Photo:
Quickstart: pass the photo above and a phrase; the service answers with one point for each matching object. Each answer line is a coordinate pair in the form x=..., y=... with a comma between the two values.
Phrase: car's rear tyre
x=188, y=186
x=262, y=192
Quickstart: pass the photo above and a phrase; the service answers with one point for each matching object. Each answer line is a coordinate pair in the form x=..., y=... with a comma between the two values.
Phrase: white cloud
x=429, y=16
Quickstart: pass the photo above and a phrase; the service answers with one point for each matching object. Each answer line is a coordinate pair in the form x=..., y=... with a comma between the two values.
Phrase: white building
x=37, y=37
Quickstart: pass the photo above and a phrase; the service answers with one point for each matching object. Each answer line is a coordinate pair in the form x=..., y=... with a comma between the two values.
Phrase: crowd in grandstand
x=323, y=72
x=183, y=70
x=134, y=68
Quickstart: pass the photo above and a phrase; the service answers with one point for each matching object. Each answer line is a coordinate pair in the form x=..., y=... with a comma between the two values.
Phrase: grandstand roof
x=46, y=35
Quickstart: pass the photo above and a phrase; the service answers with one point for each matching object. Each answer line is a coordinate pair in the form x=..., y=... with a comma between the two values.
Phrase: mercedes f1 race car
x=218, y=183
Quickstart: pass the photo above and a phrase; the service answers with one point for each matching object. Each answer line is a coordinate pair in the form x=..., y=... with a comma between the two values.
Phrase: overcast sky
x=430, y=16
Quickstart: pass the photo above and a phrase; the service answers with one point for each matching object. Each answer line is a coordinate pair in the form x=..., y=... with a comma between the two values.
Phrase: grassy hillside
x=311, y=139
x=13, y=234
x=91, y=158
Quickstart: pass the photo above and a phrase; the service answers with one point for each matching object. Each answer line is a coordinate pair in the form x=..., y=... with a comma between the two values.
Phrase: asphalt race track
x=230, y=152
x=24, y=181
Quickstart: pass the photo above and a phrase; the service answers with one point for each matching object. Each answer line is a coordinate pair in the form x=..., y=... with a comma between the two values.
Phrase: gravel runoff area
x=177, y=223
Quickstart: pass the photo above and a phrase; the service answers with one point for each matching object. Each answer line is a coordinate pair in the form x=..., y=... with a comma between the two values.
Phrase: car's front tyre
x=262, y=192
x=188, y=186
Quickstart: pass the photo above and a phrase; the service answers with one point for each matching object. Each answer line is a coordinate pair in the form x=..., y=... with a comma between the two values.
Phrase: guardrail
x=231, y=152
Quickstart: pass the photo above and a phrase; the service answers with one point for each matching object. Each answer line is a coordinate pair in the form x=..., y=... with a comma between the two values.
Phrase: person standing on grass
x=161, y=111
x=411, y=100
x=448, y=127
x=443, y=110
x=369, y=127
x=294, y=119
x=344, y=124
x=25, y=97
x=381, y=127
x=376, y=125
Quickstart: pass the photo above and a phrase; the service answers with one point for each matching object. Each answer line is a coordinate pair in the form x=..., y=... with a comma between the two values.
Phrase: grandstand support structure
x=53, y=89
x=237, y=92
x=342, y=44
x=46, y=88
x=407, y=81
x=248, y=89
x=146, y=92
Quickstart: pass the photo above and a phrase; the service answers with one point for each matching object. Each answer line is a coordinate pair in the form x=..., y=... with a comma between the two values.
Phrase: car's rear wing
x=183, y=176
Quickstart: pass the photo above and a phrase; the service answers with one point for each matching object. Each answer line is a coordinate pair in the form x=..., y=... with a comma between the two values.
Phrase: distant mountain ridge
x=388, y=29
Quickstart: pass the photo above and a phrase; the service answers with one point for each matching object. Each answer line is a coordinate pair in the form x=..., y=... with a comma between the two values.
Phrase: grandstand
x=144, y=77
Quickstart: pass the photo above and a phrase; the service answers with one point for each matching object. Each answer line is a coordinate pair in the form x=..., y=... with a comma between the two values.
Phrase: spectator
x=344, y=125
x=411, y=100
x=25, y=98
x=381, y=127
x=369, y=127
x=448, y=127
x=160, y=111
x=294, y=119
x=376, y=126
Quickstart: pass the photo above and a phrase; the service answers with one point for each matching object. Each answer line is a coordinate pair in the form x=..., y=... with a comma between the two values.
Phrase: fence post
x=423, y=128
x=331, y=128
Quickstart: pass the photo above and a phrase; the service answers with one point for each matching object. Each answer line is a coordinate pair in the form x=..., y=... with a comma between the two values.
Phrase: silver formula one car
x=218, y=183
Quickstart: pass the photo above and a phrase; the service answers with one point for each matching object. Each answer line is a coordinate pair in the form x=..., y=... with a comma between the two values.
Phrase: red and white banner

--------------------

--- Stated exercise ---
Output all of the data again. Match it exactly.

--- Right answer ---
Photo:
Quickstart: pass the photo above and a phrase; the service answers with one point for each matching object. Each answer line is a coordinate pair in the form x=..., y=... with a comma between the two values.
Phrase: car's rear tyre
x=188, y=186
x=262, y=192
Quickstart: pass the photo above and a phrase; the service answers with one point for each matching object. Each answer line is a coordinate pair in the form x=..., y=... with a comma between the two values.
Phrase: white cloud
x=429, y=16
Quickstart: pass the photo above and a phrase; the service answers with one point for each matching object. Each answer line is a coordinate pair in the form x=..., y=... with a comma between the two values.
Phrase: white building
x=37, y=37
Quickstart: pass the photo above and a phrase; the service answers with one point for each matching object. Each answer line is a coordinate pair in the form x=..., y=... with a comma between the two values.
Phrase: crowd in grandstand
x=323, y=72
x=183, y=70
x=134, y=68
Quickstart: pass the photo above and a phrase; the service answers with one point for each matching object. Each answer line is a coordinate pair in the form x=..., y=... with a comma between the two values.
Phrase: grandstand roof
x=46, y=35
Quickstart: pass the photo above and a phrase; the service answers with one point for each matching object. Each answer line is a coordinate pair in the form x=..., y=... with a comma between the two values.
Phrase: mercedes f1 race car
x=218, y=183
Quickstart: pass the photo above and a phrase; the service answers with one point for each matching object. Each answer line is a coordinate pair in the form x=..., y=... with a comma between the two values.
Phrase: overcast sky
x=430, y=16
Quickstart: pass the photo above and a phrase; the service answers with one point for each matching object. Each answer line is a coordinate pair in the form x=..., y=... with a comma between the two values.
Phrase: grassy hillside
x=311, y=139
x=13, y=234
x=91, y=158
Quickstart: pass the photo above and a phrase; the service answers with one point for each matching object. Each answer line is a coordinate pair in the form x=..., y=... with a comma between the two values.
Phrase: asphalt race track
x=230, y=152
x=24, y=181
Quickstart: pass the photo above and a phrase; the service answers with one point for each matching object. Each answer line is a coordinate pair in the form x=..., y=... with a comma between the two values.
Phrase: gravel runoff area
x=177, y=223
Quickstart: pass the photo above and a phrase; the service answers with one point for each matching object. Each answer line is a coordinate pair in the form x=..., y=... with a comma between the two values.
Phrase: car's front tyre
x=262, y=192
x=188, y=186
Quickstart: pass the photo above and a phrase; the service answers with one point for each matching object. Each answer line is a coordinate pair in the form x=..., y=... with a comma between the two values.
Phrase: guardrail
x=231, y=152
Quickstart: pass the photo above and a phrase; the service answers with one point for each matching object. Each answer line is a coordinate pair in the form x=..., y=... with a comma between the two values.
Phrase: person standing on grass
x=161, y=111
x=411, y=100
x=448, y=127
x=443, y=110
x=369, y=127
x=294, y=119
x=344, y=124
x=25, y=97
x=381, y=127
x=376, y=125
Quickstart: pass the photo above and a phrase; the service answers with one point for each matching object. Each answer line is a coordinate pair in the form x=..., y=... with a comma between the two values.
Phrase: grandstand support structure
x=53, y=89
x=237, y=92
x=342, y=44
x=46, y=88
x=407, y=81
x=248, y=89
x=146, y=92
Quickstart: pass the photo above and a phrase; the service answers with one point for each matching object. Each answer line is a coordinate pair in the form x=..., y=... with a comma between the two values.
Phrase: car's rear wing
x=183, y=176
Quickstart: pass the photo above and a phrase; the service answers with one point for each matching object. Each answer line is a coordinate pair in the form x=..., y=... with a comma between the two values.
Phrase: distant mountain ridge
x=388, y=29
Quickstart: pass the photo above and a phrase; the service answers with one point for each matching object. Each answer line is a coordinate pair in the form x=..., y=... with a comma between the two values.
Phrase: grandstand
x=144, y=77
Quickstart: pass the photo above and a phrase; the service answers with one point for each matching object. Each answer line is a coordinate pair in the form x=..., y=... with a comma between the two values.
Phrase: spectator
x=344, y=125
x=411, y=100
x=25, y=98
x=381, y=127
x=369, y=127
x=448, y=127
x=160, y=111
x=294, y=119
x=376, y=126
Quickstart: pass the photo above and a phrase; the service answers with one point for each matching object. Each answer line is a coordinate pair in the form x=..., y=... with a comma between the two values.
Phrase: fence post
x=423, y=128
x=331, y=128
Quickstart: pass the photo above and a phrase; the service answers with one point for each matching object. Each answer line is a coordinate pair in the form x=..., y=... with a comma between the two values.
Phrase: silver formula one car
x=218, y=183
Quickstart: pass the photo above and a phrase; the service answers with one point for each matching object. Each answer line is a coordinate pair in the form x=..., y=... with a comma between the two values.
Phrase: red and white banner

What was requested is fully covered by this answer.